▶ WORK INSTRUCTIONS:
1. Copy word for word the passage of the article on Nokia's headquarters move that begins at the words "Finland’s Nokia Corp., the" and ends after the words "meet savings targets.".
2. Continue the article about Nokia moving its Asia-Pacific headquarters from Singapore to Beijing, starting after its final sentence.

▶ SOURCE PASSAGE:
________________

Sunday, January 8, 2012

Singapore Loses Nokia to China

Notch one more victory for China in the battle to lure investment from the Western world.
Finland’s Nokia Corp., the world’s largest mobile phone maker by volume, said it is moving its Asia-Pacific headquarters to Beijing from Singapore as part of plans to raise business efficiencies and meet savings targets.
The move is a disappointment for Singapore, which along with other Southeast Asian nations has been scrambling to hold on to (or win back) Western investment after years of rising interest in China, whose rapid growth and giant consumer market helped it eclipse the one-time “tiger” economies of Southeast Asia over the past decade. More recently, many analysts have argued Southeast Asia is starting to look more attractive again as disenchantment with China spreads due to rising costs, intellectual property violations, and other problems there, along with rising incomes in Southeast Asia.

________________

Records of labeled points
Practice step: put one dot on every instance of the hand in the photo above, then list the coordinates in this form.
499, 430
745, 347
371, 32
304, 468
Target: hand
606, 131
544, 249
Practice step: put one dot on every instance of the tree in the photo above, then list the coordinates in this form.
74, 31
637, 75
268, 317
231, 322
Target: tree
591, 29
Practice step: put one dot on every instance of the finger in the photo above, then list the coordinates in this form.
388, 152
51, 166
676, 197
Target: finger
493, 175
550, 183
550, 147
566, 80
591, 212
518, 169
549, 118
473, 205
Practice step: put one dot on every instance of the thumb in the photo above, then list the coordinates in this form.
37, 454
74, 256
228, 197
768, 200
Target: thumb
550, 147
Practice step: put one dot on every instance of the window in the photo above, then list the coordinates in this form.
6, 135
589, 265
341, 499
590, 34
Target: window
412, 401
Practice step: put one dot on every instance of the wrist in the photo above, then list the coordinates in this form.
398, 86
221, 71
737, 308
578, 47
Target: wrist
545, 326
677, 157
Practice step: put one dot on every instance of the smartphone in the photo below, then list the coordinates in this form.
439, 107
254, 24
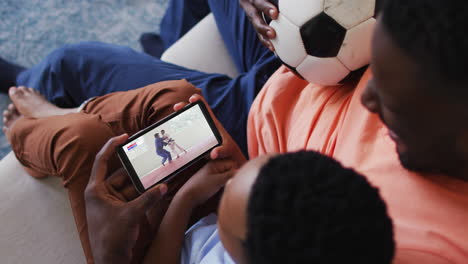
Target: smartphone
164, 149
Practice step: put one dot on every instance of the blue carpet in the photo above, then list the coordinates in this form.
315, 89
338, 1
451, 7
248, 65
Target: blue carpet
30, 29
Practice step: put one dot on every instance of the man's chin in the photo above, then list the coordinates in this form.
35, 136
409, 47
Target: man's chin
411, 163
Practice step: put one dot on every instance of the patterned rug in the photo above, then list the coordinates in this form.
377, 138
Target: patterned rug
30, 29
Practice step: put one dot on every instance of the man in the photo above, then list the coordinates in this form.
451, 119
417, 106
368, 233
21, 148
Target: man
159, 145
416, 95
172, 144
429, 210
74, 73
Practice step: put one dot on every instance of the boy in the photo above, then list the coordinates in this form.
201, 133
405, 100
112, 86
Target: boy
293, 208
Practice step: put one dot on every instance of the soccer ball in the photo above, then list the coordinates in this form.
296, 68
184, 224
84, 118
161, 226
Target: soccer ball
324, 41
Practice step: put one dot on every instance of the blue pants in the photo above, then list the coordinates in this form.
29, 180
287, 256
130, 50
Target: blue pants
166, 155
74, 73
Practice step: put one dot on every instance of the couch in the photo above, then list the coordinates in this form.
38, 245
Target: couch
37, 224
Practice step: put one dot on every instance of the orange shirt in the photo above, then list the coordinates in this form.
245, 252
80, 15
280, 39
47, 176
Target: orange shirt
430, 212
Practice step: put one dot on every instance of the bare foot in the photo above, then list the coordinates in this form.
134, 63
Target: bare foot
10, 116
30, 103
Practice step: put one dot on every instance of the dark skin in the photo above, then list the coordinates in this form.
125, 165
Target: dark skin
254, 10
427, 129
108, 213
426, 126
114, 223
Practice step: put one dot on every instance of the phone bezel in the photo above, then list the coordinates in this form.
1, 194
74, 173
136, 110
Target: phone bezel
128, 165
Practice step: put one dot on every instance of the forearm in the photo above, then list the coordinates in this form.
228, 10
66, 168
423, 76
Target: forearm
167, 245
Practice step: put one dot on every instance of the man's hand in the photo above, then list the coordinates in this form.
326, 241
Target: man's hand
254, 9
113, 224
229, 149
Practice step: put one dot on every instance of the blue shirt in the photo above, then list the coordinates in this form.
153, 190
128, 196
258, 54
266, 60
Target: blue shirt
202, 244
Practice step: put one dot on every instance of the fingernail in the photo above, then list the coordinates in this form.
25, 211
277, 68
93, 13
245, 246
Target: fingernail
271, 12
163, 189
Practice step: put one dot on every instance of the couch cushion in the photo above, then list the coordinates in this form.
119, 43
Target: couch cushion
37, 225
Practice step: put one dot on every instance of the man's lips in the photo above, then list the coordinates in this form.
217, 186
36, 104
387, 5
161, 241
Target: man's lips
393, 136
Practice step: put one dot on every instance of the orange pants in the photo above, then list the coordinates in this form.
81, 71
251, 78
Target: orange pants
65, 146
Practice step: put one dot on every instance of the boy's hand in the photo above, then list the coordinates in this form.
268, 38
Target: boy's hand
207, 182
113, 224
229, 149
254, 9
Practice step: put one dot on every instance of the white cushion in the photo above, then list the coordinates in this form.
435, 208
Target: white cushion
203, 49
37, 225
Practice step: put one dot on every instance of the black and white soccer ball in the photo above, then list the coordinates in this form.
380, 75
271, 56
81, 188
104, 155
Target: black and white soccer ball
324, 41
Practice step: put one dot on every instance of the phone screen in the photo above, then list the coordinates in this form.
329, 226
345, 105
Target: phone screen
167, 147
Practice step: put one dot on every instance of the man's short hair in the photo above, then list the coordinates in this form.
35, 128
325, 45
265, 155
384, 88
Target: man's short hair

________________

▶ ANSWERS:
1.
Finland’s Nokia Corp., the world’s largest mobile phone maker by volume, said it is moving its Asia-Pacific headquarters to Beijing from Singapore as part of plans to raise business efficiencies and meet savings targets.

2.
Google, for instance, unveiled plans to open new offices in Kuala Lumpur and Bangkok last year, and a number of giant automakers including Suzuki Motor Corp. have recently announced plans to expand in Indonesia.
But at the end of the day, it’s hard to beat China, whose costs are still a lot lower than places like Singapore, and whose expanding consumer market dwarfs the smaller countries of Southeast Asia.
In Nokia’s case, the move to Beijing makes all the more sense considering that the phone maker is targeting China to drive much of its future growth. Central to that strategy is a partnership with Microsoft Corp. to offer Windows-based phones in China this year. Nokia has seen its market share plummet in recent years on rising competition from Apple Inc.’s iPhone and Google Inc.’s Android operating platform, and last year it announced restructuring plans that involved cutting more than 10,000 jobs in manufacturing, and research and development.
The move is “part of our strategy to adapt our operations to the business environment to ensure our competitiveness. This includes an increasing focus on assembly in Asia, close to our suppliers,” a Nokia spokesman said Wednesday in an emailed response to queries from Dow Jones Newswires.
Nokia is currently implementing the move. The spokesman declined to specify how many employees would be affected by the move, what types of positions are being shifted, or if any jobs would be cut.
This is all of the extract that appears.